**Task objective**
Arrange every one of the items below as a numbered list, omitting any blank lines.
== == ==
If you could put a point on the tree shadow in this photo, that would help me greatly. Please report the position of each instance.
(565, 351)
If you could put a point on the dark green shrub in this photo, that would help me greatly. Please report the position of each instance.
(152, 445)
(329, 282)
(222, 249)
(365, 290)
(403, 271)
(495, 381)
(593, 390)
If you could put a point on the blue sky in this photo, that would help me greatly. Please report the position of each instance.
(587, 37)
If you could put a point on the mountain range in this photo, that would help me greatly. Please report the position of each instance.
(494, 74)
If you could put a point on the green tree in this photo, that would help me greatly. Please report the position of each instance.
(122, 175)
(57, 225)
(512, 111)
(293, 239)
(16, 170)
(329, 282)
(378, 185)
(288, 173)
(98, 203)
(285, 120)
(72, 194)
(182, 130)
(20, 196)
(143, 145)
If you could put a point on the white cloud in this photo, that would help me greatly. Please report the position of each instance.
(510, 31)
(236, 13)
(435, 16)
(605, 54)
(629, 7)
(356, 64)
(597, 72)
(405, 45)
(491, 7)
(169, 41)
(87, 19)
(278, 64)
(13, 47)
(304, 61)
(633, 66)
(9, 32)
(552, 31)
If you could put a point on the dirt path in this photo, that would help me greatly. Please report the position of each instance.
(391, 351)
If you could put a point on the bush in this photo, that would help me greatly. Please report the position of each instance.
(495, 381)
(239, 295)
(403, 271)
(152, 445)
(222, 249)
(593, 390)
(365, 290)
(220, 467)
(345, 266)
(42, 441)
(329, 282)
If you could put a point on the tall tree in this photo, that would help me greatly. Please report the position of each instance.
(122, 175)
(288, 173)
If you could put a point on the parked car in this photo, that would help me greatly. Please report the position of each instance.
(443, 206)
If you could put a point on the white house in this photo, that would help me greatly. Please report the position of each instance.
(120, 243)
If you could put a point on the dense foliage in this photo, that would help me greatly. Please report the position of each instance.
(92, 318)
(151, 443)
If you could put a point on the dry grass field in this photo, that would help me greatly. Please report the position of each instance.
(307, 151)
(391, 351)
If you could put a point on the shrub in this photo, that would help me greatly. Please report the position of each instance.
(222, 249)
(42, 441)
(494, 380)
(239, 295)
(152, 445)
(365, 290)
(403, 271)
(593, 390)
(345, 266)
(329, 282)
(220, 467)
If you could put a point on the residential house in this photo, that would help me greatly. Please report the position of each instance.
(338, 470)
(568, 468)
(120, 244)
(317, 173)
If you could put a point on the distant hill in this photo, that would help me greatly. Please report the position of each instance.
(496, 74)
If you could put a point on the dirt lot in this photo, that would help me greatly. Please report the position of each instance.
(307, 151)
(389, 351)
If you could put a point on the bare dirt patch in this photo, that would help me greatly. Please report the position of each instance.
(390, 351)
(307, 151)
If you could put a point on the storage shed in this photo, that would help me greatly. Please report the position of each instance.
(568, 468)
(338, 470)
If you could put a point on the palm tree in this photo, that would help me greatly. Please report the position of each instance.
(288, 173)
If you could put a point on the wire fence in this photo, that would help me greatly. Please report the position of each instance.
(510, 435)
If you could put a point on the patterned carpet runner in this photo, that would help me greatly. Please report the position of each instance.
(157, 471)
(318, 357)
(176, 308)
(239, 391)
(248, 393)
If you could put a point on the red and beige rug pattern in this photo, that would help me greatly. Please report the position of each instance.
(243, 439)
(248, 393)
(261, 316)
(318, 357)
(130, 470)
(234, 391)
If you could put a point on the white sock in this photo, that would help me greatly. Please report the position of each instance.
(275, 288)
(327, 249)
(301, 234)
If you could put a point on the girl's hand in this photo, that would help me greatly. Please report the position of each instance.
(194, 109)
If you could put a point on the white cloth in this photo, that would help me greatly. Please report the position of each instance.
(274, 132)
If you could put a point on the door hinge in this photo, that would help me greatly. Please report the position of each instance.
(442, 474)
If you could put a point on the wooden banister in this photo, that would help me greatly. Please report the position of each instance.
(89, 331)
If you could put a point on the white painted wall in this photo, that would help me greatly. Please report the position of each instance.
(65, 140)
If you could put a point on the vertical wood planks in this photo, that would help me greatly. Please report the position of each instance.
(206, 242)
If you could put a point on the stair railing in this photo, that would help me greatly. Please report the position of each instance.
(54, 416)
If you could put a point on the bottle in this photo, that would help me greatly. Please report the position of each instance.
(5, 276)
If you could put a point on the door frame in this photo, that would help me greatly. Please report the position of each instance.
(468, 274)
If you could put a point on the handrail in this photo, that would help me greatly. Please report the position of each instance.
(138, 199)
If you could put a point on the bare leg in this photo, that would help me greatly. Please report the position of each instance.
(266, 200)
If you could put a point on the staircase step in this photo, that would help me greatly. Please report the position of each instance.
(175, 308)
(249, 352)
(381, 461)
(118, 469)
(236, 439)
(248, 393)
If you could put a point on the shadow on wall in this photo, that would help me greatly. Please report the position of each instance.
== == ==
**Correct result**
1. If you could put a point on the tree shadow in this photo, that would help me greatly. Please report the position of each instance.
2. (565, 351)
3. If you could put a point on the dark green shrub in this photo, that would help me greatly. Please report the position of each instance.
4. (152, 445)
5. (329, 282)
6. (222, 249)
7. (365, 290)
8. (403, 271)
9. (495, 381)
10. (593, 390)
11. If you could put a point on the blue sky in this photo, that would help me greatly. Please report the position of each instance.
12. (587, 37)
13. If you could put a point on the mountain range in this photo, that would help me greatly. Please report the position of each instance.
14. (494, 74)
15. If you could put a point on the green tree in this photo, that would help me greatly. Please report the position of each instance.
16. (122, 175)
17. (57, 225)
18. (512, 111)
19. (293, 239)
20. (16, 170)
21. (329, 282)
22. (378, 185)
23. (288, 173)
24. (98, 203)
25. (285, 120)
26. (72, 194)
27. (182, 130)
28. (20, 196)
29. (143, 145)
30. If you could put a point on the white cloud in this photo, that would help me greatly. Please report the position of each instance.
31. (510, 31)
32. (236, 13)
33. (435, 16)
34. (605, 54)
35. (629, 7)
36. (356, 64)
37. (597, 72)
38. (405, 45)
39. (491, 7)
40. (169, 41)
41. (87, 19)
42. (278, 64)
43. (13, 47)
44. (304, 61)
45. (633, 66)
46. (9, 32)
47. (552, 31)
48. If you could put a point on the dirt path in this photo, that would help me greatly. Please report the position of each instance.
49. (391, 351)
50. If you could put a point on the bush in this photo, that would help me greatly. Please report the position of each instance.
51. (495, 381)
52. (239, 295)
53. (403, 271)
54. (152, 445)
55. (222, 249)
56. (593, 390)
57. (365, 290)
58. (220, 467)
59. (345, 266)
60. (42, 441)
61. (329, 282)
62. If you could put a point on the tall tree in this photo, that would help me greatly. Please report the position of each instance.
63. (122, 175)
64. (288, 173)
65. If you could put a point on the parked car in this photo, that would help me greatly. Please report the position of each instance.
66. (443, 206)
67. If you could put a point on the white house in this photo, that would help me greatly. Please report the position of each instance.
68. (120, 243)
69. If you could put a point on the dense foliage in this photo, that would help me greatly. Please report the position of each instance.
70. (92, 318)
71. (151, 443)
72. If you could put a point on the dry grass field in this photo, that would help me greatly. Please report the position of each instance.
73. (307, 151)
74. (391, 351)
75. If you could put a point on the shrub in this photo, that would help me greatly. Please report the position of each instance.
76. (222, 249)
77. (42, 441)
78. (494, 380)
79. (239, 295)
80. (152, 445)
81. (365, 290)
82. (403, 271)
83. (593, 390)
84. (345, 266)
85. (329, 282)
86. (220, 467)
87. If you could put a point on the residential house in this photo, that would help me greatly. Please report the position of each instance.
88. (338, 470)
89. (568, 468)
90. (120, 244)
91. (317, 173)
92. If you could put a point on the distant hill in this photo, that would help me greatly. Please report the position of each instance.
93. (496, 74)
94. If you could put a point on the dirt lot in this photo, that would help me greatly. Please report the position of each instance.
95. (307, 151)
96. (389, 351)
97. If you could put a point on the bare dirt patch in this photo, that would help me greatly. Please report the position of each instance.
98. (390, 351)
99. (307, 151)
100. If you could put a point on the storage shed in this photo, that would help me greatly. Please report the position of each instance.
101. (568, 468)
102. (338, 470)
103. If you could put a point on the palm tree in this photo, that would help me greatly. Please report the position of each instance.
104. (288, 173)
105. If you could put a point on the wire fence in this photo, that would help me greatly. Please report the position of each instance.
106. (510, 435)
107. If you could put a point on the patterned carpet runner in this photo, that would help me greatly. Please report the position of each instance.
108. (157, 471)
109. (318, 357)
110. (176, 308)
111. (239, 391)
112. (248, 393)
113. If you could put a point on the red and beige rug pattern in this photo, that would help me greatly. Please report the position of each instance.
114. (243, 439)
115. (248, 393)
116. (261, 316)
117. (318, 357)
118. (130, 470)
119. (234, 391)
120. If you could put a point on the white sock in this photo, that would help me greatly. Please report the position of each instance.
121. (275, 288)
122. (327, 249)
123. (301, 234)
124. If you could put a point on the girl's hand in this photo, that would help me greatly. Please report the position of each instance.
125. (194, 109)
126. If you could put a point on the white cloth in this photo, that would help me greatly. Please report the position of each instance.
127. (274, 132)
128. If you could put a point on the door hinge in this photo, that would help me greatly. Please report the position of each instance.
129. (442, 474)
130. If you could put a point on the wooden banister in this photo, that would help me greatly. Please report the position of each instance.
131. (89, 331)
132. If you could put a point on the white painted wall in this photo, that would help me greatly. Please report the position of each instance.
133. (65, 140)
134. If you could put a point on the vertical wood planks in this photo, that would help me greatly. Please report the position of each instance.
135. (206, 242)
136. If you could put a point on the stair railing in this photo, that would help me greatly. Please report the position of each instance.
137. (54, 416)
138. If you could put a point on the bottle in this photo, that would help me greatly. Please report the position of each instance.
139. (5, 276)
140. If you could put a point on the door frame in this photo, that would help me greatly. Please report the position of each instance.
141. (468, 274)
142. If you could put a point on the handrail in this photo, that would help me greatly. Please report the position of each instance.
143. (138, 199)
144. If you could put a point on the bare leg in this photo, that would help me greatly. Please report the position of each instance.
145. (266, 200)
146. If you could put a point on the staircase step in this photo, that would help me greatly. Please report the position of each instance.
147. (175, 308)
148. (249, 352)
149. (381, 461)
150. (118, 469)
151. (236, 439)
152. (248, 393)
153. If you could put a point on the shadow on wall in this photo, that would help me greatly. Please report the position of each instance.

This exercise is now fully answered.